**ACTIONS TO TAKE:**
#1 Answer these questions from the SIGMA passage, one line each:
(a) Which two countries does SIGMA mostly sell to outside the United States?
(b) What share of a renter's rental cost goes toward buying out the equipment?
(c) Since what year has C&I been located in Evansville?
#2 Duplicate everything in the SIGMA passage from "C&I is an electronics" down to "parts a priority.".

**SELECTION:**
* * *
From meat tenderizers to White Castle packaging machines, you name it, and SIGMA has probably sold it. It sells to all sizes of companies, though its ideal company is medium sized, or around 51-250 employees. It also sells internationally, mostly to Canada and Mexico.
“We sell across to small mom-and-pop shops up to Fortune 500 companies,” says Randa Doleh, business systems and analytics manager and senior appraiser.
SIGMA started its rental fleet about five years ago and has seen it take off in recent years due to the availability of its inventory. This separates SIGMA from competitor suppliers selling new equipment, which is often backed up for weeks and sometimes months. A benefit for renters is 50 percent of their rental cost goes back to their buyout of the equipment.
The SIGMA group encompasses seven divisions — equipment, appraisal, auction, recovery surplus, shop, and the newly acquired C&I Electronics.
C&I is an electronics recycler certified by the Environmental Protection Agency and located in Evansville since 1994. Many of the corporate clients SIGMA sells to have sustainability goals and targets, which makes recycling unusable equipment and parts a priority.
“It also helps us attract a larger company that needs to report on their environmental and sustainability impacts,” says Marketing Manager Kelsey Dus. “It allows us to potentially go after larger clients and offer services.”
* * *
[Dataset lines on where objects appear]
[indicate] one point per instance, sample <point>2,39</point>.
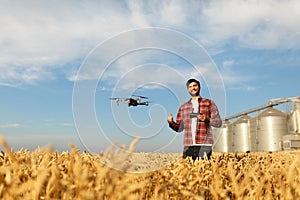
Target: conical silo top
<point>243,119</point>
<point>271,112</point>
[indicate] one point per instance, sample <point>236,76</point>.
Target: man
<point>196,117</point>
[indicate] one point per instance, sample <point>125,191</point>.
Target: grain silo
<point>241,134</point>
<point>272,125</point>
<point>294,119</point>
<point>292,140</point>
<point>224,141</point>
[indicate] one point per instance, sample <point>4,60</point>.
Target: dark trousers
<point>197,152</point>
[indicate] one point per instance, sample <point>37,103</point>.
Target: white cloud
<point>39,37</point>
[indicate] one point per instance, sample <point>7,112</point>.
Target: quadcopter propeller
<point>142,97</point>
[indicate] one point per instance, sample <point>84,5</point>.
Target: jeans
<point>197,152</point>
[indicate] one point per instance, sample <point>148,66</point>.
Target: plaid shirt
<point>204,132</point>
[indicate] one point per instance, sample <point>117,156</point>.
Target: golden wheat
<point>47,174</point>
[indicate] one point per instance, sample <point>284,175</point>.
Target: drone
<point>132,101</point>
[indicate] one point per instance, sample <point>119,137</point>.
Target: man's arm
<point>215,119</point>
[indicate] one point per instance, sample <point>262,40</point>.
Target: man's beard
<point>194,94</point>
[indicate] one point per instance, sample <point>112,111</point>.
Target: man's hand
<point>170,118</point>
<point>203,118</point>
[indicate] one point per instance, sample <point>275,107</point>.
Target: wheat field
<point>114,174</point>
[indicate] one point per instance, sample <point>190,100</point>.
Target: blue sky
<point>61,61</point>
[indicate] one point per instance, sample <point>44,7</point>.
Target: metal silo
<point>224,142</point>
<point>253,133</point>
<point>292,140</point>
<point>272,125</point>
<point>241,134</point>
<point>294,119</point>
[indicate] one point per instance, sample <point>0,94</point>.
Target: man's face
<point>193,89</point>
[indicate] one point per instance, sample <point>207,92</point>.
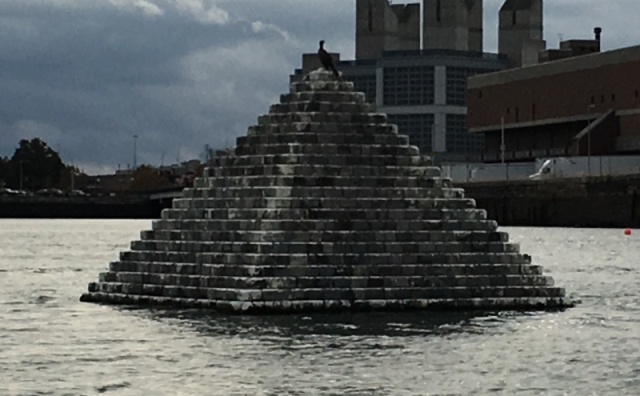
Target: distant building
<point>413,62</point>
<point>579,105</point>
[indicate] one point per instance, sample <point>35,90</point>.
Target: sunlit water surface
<point>51,344</point>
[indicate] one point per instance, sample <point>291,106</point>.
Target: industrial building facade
<point>579,106</point>
<point>413,61</point>
<point>424,93</point>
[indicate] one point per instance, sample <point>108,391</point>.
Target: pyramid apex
<point>320,74</point>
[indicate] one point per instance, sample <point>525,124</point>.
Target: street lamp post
<point>591,106</point>
<point>135,152</point>
<point>502,145</point>
<point>21,175</point>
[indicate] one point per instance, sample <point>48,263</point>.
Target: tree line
<point>35,166</point>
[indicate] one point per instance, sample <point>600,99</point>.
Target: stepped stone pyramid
<point>323,206</point>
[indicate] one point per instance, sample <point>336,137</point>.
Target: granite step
<point>329,282</point>
<point>323,106</point>
<point>328,150</point>
<point>340,117</point>
<point>336,160</point>
<point>332,242</point>
<point>325,138</point>
<point>309,192</point>
<point>245,270</point>
<point>345,224</point>
<point>332,259</point>
<point>252,218</point>
<point>430,174</point>
<point>317,127</point>
<point>392,219</point>
<point>295,306</point>
<point>324,96</point>
<point>306,86</point>
<point>383,236</point>
<point>293,294</point>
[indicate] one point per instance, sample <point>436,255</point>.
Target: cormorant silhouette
<point>326,60</point>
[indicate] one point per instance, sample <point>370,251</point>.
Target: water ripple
<point>50,344</point>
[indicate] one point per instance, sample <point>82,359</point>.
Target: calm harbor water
<point>51,344</point>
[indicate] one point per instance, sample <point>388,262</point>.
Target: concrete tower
<point>408,17</point>
<point>381,27</point>
<point>376,28</point>
<point>453,24</point>
<point>520,35</point>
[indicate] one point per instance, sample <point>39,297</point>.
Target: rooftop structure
<point>578,106</point>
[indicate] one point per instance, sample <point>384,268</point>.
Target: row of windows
<point>408,86</point>
<point>613,97</point>
<point>516,109</point>
<point>366,84</point>
<point>457,83</point>
<point>420,128</point>
<point>459,140</point>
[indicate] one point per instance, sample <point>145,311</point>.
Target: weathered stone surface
<point>324,207</point>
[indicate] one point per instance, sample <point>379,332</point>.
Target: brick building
<point>579,106</point>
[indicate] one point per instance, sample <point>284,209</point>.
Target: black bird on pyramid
<point>326,60</point>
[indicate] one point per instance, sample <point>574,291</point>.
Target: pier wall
<point>580,202</point>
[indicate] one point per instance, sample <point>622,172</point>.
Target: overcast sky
<point>86,75</point>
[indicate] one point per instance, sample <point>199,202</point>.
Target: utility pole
<point>135,152</point>
<point>502,145</point>
<point>591,106</point>
<point>21,175</point>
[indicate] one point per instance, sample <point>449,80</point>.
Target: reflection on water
<point>52,344</point>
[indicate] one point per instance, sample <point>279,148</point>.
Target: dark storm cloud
<point>86,75</point>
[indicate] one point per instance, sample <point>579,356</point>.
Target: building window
<point>408,86</point>
<point>366,84</point>
<point>457,78</point>
<point>418,127</point>
<point>459,140</point>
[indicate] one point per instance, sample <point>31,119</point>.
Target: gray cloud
<point>87,75</point>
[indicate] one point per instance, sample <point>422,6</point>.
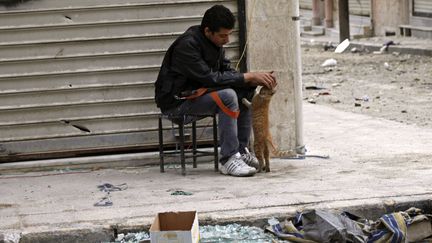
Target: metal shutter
<point>71,66</point>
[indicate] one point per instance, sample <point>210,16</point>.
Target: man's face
<point>219,38</point>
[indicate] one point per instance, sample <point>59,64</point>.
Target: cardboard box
<point>175,227</point>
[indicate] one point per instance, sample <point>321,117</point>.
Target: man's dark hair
<point>218,17</point>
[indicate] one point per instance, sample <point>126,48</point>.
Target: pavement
<point>375,166</point>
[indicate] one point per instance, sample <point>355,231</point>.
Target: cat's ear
<point>247,103</point>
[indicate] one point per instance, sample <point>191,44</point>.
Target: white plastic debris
<point>387,66</point>
<point>329,63</point>
<point>342,46</point>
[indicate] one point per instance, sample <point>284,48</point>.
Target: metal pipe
<point>329,13</point>
<point>297,67</point>
<point>316,20</point>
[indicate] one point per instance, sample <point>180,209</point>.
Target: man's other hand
<point>266,79</point>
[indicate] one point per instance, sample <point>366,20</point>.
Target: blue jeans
<point>234,133</point>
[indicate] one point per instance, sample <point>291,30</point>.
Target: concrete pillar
<point>274,45</point>
<point>329,13</point>
<point>344,32</point>
<point>316,18</point>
* * *
**PROBLEM SOLUTIONS:**
#1
(a) Canada and Mexico
(b) 50 percent
(c) 1994

#2
C&I is an electronics recycler certified by the Environmental Protection Agency and located in Evansville since 1994. Many of the corporate clients SIGMA sells to have sustainability goals and targets, which makes recycling unusable equipment and parts a priority.